# [TEXTO DE ORIGEM]
===============

CD Marcenaria / Marcenaria - Por Luiz Domingues
Em "Guarânia", trata-se de fato de desse gênero musical sulamericano/paraguaio/guarany, mas claro, sob uma sofisticação instrumental que a faz mais parecer uma música do "Jethro Tull", tamanha a profusão de detalhes e pegada Progger Rock. Nesses termos, gostei muito do solo de flauta, executado por Claudia Rivera, uma instrumentista convidada especial da banda.E a letra/linha melódica e também a sua interpretação, eu diria, detém uma lembrança forte do trabalho do Zé Rodrix, ao meu ver, bem daqueles discos solo dele, dos anos setenta, que se o leitor nunca ouviu, conclamo-o a procurá-los no YouTube. É aquele toque de urbanidade que o saudoso, Rodrix, tão bem sabia dar como o seu recado e o Marcenaria parece ter recuperado tal prerrogativa, ainda bem.
A faixa "Vire o Disco!" tem na sua proposta uma crítica ácida, mas muito pertinente à inércia da atual juventude. Todo mundo com olhos e dedinhos que não desgrudam dos celulares, mas de conteúdo bom que tal interação sócio-tecnológica poder-se-ia resultar, não há nada, absolutamente nada! E nesse deserto de ideias, chega a ser indecente termos tanta tecnologia disponível para que a imensa maioria permaneça hipnotizada por futilidades múltiplas. Portanto, a metáfora proposta pela letra é muito boa, ao utilizar a imagem do velho disco de vinil e a sua inevitável necessidade gerada por obrigar o ouvinte a virá-lo na "pick-up" da vitrola, a cada término de lado executado.-"É hora de virar o disco, esse lado já se acabou. Levante o corpo do sofá e o braço da vitrola".Muito boa a mensagem, faça alguma coisa edificante, senhor "abduzido" das redes sociais! Musicalmente, essa faixa fez lembrar-me bastante o som da banda Prog Rock brasileira dos anos setenta, "Terreno Baldio", pela mescla de virtuosismo instrumental "Progger", com brasilidades. Sopros e violas caipiras passeiam o tempo todo, com muita desenvoltura.
A faixa seguinte, "O Trem" tem um sabor Blues, todavia pelo viés de um "quase" reggae. A proposta da letra lembrou-me o Zé Ramalho, de seus mais inspirados trabalhos e um solo de guitarra, de arrepiar, trouxe o elemento Rock, com muita força.
"Teste de Viola" é um tema instrumental e parece que o "Captain Beyond" foi tocar com violeiros caipiras, tamanho o peso Hard-Rock (em alguns trechos) e a realçar uma tremenda performance da viola. Um longo interlúdio, pleno de climas estimulantes, dá espaço para os solos."Fusa Roceira" tem uma base harmônica bastante sofisticada, com ótimos vocais em harmonia, percussão criativa e lembrou-me bastante os primeiros trabalhos do Alceu Valença, quando este era menos "Pop" e mais instigante como artista, eu diria. As intervenções de guitarra ao final, lembraram-me o som cerebral do genial guitarrista do King Crimson, Robert Fripp, e eu também gostei muito do final épico, que despertou-me a lembrança da sofisticação do "Wishbone Ash". Muito ba a inetrevenção com o piano, incluso."Pessoas de alumínio e cobre, presas de jacaré e pedra. Só para descobrir. Mais um ponto do encerado pra eu arrochar. Mais um ponto do mistério pra eu descobrir"...Uma letra que deixa bem clara a dicotomia da visão da vida moderna, pelo viés da sabedoria caipira. A pensar-se...

===============

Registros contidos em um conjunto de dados
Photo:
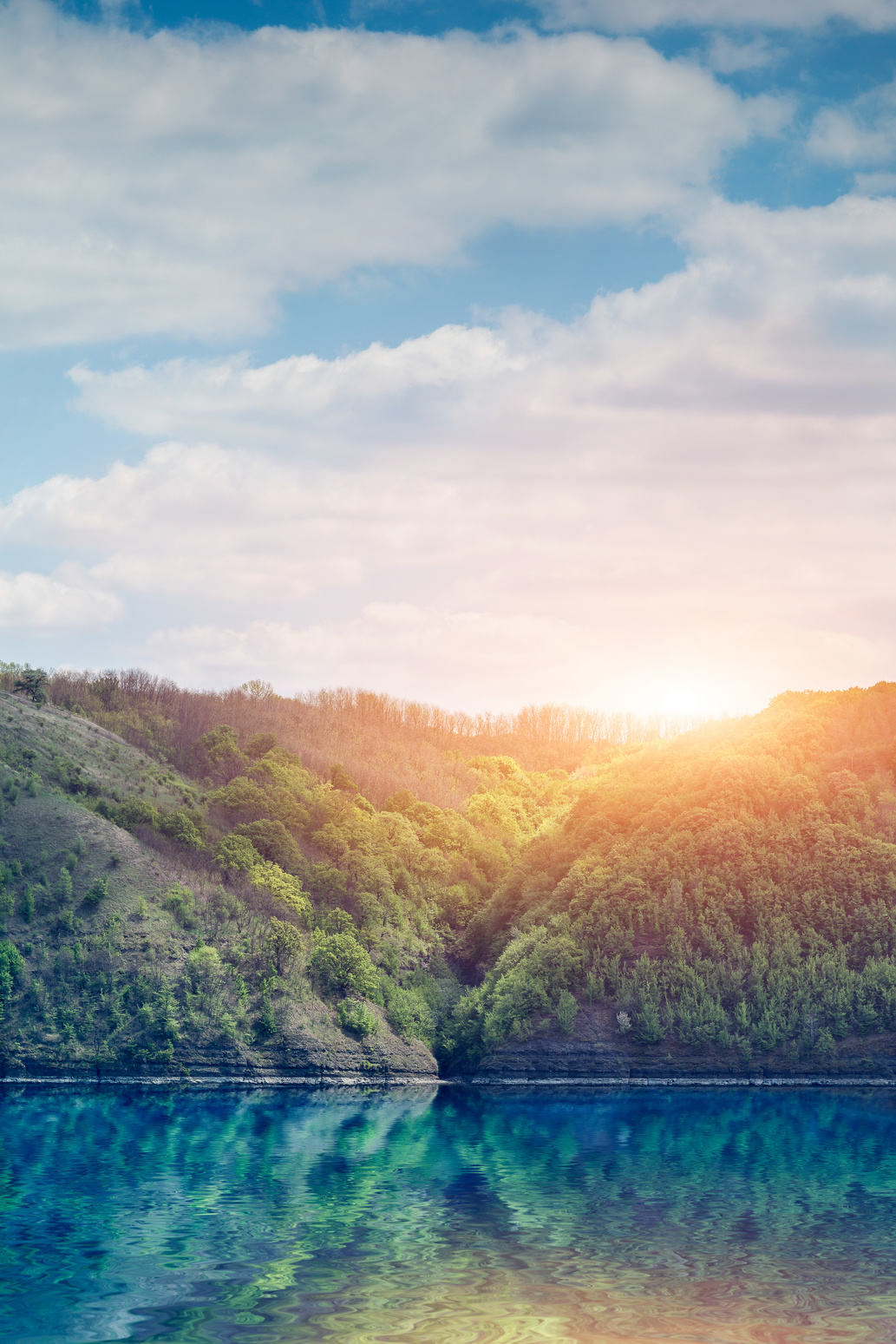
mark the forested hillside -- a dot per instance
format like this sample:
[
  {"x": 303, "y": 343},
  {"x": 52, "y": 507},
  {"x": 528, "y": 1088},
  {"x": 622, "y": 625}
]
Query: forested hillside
[
  {"x": 731, "y": 890},
  {"x": 191, "y": 873}
]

===============

# [TAREFAS E EXERCÍCIOS]
a. Responda às perguntas a seguir com base na resenha do CD Marcenaria:
(i) Quem executa o solo de flauta na faixa "Guarânia"?
(ii) De qual banda brasileira de Prog Rock dos anos setenta a faixa "Vire o Disco!" faz lembrar o som?
(iii) Como a resenha classifica a faixa "Teste de Viola"?
b. Prossiga com a resenha do CD Marcenaria, começando logo após a última frase apresentada.

# [RESPOSTAS ÀS TAREFAS]
a.
(i) Claudia Rivera, instrumentista convidada especial da banda.
(ii) Terreno Baldio.
(iii) Como um tema instrumental.

b.
A canção: "Chuva", traz efeitos muito interessantes no seu início. Gostei de mais uma ação da onomatopeia neste disco, que fez-me recordar de uma linhagem melódica da MPB, que simplesmente não existe mais e até meados dos anos 1960, era ouvida em profusão no rádio e na TV. Gostei bastante da linha de bateria e baixo, com um sentido de preenchimento de espaços muito criativo. Fora as múltiplas convenções estabelecidas, super técnicas. Tem climas jazzísticos acentuados, igualmente.
Na canção, "Rinha de Galo", a proposta é aparentemente mais regional, com acordeon, mas o Marcenaria não abre mão de seu esmero instrumental e logo entram elementos experimentais diversos. Gostei muito de uma desdobrada rítmica proeminente, e logo a seguir, um solo de guitarra ultra influenciados pelos anos sessenta, que dá a impressão que guitarristas como Randy California, Mike Bloomfield ou Jorma Kaukonen, foram trazidos por uma máquina do tempo, direto do palco do Fillmore West, de San Francisco, em 1968, para gravar em estúdio com o Marcenaria. Muito legal. Ótimas as convenções finais e com o belo solo de sax, dobrado.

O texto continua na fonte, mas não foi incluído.